# EXTRACTED ENTRIES start

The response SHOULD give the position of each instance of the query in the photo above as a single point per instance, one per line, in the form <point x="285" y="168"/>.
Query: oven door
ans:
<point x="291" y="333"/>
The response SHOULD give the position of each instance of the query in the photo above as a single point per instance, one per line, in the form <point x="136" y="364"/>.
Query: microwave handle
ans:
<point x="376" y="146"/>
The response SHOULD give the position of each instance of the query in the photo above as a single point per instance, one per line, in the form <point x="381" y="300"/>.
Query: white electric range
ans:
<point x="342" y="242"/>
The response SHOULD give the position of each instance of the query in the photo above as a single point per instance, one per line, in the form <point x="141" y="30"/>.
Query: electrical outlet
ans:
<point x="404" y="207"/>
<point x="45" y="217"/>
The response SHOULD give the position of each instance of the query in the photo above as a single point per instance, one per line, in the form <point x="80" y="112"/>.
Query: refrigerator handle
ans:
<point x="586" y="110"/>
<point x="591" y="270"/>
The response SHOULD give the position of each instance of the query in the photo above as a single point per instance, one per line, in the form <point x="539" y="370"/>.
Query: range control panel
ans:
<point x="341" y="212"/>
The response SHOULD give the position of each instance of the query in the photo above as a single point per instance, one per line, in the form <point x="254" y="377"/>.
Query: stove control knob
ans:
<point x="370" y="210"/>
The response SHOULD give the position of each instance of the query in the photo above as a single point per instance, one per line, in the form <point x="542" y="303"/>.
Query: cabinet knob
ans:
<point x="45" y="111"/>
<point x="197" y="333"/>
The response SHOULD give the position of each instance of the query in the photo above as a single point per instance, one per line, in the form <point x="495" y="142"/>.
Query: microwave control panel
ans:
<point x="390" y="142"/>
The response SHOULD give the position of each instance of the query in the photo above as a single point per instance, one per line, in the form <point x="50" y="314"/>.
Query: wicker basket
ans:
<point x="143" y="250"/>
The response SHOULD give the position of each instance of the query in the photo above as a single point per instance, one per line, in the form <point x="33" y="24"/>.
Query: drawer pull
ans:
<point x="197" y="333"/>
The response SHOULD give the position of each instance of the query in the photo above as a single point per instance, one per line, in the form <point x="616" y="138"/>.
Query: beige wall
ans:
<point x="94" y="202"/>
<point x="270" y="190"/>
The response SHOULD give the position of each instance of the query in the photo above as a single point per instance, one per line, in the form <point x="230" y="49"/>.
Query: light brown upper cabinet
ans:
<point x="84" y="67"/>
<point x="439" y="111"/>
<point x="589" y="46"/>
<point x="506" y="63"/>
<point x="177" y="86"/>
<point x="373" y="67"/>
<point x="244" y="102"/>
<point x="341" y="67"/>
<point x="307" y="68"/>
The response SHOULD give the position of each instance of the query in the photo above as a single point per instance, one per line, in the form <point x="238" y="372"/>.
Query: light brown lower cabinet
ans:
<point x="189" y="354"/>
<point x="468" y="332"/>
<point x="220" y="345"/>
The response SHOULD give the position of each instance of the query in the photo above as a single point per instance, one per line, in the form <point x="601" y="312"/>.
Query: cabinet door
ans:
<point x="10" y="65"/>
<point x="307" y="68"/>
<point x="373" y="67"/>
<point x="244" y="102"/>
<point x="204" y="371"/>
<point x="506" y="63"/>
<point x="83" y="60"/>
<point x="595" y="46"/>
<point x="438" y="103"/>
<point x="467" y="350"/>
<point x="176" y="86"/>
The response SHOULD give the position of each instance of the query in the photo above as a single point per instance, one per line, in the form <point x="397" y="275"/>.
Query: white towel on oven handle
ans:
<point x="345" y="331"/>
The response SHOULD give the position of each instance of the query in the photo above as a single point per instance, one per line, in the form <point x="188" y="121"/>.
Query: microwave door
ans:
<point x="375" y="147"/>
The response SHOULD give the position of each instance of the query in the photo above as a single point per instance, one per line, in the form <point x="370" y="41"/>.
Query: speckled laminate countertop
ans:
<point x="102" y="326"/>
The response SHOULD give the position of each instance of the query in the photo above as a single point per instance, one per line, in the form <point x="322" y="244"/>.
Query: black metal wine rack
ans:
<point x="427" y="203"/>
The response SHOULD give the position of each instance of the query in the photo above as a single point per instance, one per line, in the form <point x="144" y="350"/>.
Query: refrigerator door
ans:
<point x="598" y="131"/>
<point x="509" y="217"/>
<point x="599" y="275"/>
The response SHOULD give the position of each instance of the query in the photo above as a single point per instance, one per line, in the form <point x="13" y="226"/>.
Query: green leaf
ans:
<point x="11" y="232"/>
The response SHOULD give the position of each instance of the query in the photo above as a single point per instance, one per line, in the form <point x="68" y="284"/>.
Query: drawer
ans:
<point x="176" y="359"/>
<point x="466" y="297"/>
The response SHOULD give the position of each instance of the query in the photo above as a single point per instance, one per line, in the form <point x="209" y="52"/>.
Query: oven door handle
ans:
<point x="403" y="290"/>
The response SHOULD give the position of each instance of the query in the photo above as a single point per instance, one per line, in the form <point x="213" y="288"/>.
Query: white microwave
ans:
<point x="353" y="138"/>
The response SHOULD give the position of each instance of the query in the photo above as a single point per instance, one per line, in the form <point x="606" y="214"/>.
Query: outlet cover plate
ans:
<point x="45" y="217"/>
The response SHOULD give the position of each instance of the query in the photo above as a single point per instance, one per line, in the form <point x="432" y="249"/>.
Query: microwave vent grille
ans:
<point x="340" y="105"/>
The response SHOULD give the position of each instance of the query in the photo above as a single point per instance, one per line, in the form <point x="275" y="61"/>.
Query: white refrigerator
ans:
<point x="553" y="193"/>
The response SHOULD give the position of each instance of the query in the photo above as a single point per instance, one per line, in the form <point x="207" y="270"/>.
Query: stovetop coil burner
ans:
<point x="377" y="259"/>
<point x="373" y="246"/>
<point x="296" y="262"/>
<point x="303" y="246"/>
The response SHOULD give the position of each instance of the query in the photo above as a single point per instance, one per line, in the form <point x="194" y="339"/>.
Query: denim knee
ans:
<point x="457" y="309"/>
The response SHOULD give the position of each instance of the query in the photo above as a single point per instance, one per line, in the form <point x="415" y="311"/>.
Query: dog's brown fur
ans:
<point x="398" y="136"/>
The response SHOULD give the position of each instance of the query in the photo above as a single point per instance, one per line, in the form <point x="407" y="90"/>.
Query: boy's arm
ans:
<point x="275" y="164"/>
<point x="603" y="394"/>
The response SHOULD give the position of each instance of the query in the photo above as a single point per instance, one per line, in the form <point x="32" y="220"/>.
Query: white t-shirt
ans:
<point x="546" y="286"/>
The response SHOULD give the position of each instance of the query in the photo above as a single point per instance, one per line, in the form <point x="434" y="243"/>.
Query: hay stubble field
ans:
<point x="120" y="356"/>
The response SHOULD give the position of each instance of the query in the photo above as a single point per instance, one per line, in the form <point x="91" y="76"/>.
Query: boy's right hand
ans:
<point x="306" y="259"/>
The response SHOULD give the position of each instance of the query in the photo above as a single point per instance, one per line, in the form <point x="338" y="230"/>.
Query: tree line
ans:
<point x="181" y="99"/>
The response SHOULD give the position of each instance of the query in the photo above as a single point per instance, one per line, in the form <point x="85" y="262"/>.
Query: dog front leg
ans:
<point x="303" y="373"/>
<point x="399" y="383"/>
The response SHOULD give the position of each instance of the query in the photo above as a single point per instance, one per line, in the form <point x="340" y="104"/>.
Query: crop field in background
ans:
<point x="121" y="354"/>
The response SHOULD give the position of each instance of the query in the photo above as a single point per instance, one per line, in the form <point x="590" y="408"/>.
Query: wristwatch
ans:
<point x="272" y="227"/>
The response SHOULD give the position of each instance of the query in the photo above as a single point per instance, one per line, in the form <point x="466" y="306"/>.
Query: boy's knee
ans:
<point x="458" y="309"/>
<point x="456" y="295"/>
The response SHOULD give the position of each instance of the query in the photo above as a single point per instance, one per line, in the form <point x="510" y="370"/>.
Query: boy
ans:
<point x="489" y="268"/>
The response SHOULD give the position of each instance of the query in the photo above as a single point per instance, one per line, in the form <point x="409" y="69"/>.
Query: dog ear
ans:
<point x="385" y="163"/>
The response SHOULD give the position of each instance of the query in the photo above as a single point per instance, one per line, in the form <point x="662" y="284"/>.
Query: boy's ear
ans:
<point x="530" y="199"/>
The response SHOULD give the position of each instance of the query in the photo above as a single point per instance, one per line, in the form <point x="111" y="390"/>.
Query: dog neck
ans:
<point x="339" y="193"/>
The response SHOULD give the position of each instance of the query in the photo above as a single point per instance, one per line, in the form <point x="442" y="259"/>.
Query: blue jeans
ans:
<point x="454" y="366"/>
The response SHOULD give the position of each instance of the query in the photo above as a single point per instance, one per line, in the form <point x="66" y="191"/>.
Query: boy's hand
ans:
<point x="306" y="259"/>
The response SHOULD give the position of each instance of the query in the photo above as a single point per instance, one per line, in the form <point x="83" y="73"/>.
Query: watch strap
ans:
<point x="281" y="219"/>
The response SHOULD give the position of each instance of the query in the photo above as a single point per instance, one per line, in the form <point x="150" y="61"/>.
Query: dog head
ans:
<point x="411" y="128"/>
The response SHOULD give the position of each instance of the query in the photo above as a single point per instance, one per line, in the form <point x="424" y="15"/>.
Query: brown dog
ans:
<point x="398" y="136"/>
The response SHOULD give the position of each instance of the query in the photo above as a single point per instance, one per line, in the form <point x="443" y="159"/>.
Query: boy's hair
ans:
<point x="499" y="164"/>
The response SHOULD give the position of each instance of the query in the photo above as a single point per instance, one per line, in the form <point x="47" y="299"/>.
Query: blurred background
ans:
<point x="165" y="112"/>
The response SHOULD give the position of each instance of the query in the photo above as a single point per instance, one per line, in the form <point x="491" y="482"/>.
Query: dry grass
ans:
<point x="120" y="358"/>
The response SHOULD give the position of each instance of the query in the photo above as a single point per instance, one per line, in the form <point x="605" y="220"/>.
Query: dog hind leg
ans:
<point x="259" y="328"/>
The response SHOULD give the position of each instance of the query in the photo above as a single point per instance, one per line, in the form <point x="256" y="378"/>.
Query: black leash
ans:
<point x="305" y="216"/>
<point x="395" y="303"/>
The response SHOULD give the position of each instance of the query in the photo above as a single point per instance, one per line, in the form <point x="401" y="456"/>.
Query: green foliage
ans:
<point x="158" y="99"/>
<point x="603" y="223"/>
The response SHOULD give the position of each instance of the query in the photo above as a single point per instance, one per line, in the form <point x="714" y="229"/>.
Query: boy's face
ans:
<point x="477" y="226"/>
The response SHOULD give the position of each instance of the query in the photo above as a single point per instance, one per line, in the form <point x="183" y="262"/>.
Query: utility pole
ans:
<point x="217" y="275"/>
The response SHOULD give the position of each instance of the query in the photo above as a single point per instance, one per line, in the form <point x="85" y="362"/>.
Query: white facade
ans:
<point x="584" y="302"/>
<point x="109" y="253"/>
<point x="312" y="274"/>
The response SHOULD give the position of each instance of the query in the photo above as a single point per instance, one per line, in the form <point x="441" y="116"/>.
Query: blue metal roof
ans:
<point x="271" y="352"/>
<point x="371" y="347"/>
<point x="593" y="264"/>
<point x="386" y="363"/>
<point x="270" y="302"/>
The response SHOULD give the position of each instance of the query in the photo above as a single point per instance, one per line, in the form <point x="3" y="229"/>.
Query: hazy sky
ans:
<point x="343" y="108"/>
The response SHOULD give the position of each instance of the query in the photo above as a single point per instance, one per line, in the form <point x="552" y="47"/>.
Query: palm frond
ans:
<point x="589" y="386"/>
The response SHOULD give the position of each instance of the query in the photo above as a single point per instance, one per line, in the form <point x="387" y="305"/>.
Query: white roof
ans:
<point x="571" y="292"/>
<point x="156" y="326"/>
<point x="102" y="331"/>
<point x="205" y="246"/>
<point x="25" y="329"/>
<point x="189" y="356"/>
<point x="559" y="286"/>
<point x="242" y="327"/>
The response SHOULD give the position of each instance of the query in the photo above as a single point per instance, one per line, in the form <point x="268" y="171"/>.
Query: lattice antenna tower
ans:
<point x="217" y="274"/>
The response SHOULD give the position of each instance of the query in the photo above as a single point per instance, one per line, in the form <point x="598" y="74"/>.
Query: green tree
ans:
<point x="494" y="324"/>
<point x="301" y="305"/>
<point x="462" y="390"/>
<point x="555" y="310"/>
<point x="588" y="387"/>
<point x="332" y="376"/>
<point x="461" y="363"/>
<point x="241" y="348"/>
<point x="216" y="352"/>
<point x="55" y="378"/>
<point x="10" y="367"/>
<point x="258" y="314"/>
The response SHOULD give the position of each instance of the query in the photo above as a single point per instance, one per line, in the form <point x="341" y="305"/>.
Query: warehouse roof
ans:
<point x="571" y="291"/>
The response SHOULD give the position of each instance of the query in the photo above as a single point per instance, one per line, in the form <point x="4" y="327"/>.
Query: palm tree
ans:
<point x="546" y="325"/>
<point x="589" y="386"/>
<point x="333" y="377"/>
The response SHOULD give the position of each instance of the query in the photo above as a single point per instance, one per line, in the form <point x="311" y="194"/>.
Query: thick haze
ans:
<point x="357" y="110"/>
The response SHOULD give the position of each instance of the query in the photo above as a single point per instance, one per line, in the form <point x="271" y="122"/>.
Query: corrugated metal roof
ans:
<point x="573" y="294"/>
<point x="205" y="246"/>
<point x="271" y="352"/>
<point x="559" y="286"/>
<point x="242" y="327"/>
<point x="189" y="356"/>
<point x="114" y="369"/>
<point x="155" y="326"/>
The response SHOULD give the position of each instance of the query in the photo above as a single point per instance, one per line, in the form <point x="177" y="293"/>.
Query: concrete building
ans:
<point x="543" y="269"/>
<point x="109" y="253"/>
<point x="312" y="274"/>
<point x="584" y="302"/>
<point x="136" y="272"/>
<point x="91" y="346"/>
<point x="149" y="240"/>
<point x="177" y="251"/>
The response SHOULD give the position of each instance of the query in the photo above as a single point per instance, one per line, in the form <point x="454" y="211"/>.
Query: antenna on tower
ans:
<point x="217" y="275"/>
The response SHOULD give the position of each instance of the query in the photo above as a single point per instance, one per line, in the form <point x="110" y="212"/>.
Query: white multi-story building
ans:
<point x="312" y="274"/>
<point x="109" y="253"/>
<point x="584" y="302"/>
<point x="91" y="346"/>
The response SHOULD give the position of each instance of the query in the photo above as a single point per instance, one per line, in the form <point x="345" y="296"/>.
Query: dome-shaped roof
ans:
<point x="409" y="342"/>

# EXTRACTED ENTRIES end

| TASK DETAILS |
Collect every line of the material above that contains the string "range".

| EXERCISE ANSWER |
Query: white electric range
Query: range control panel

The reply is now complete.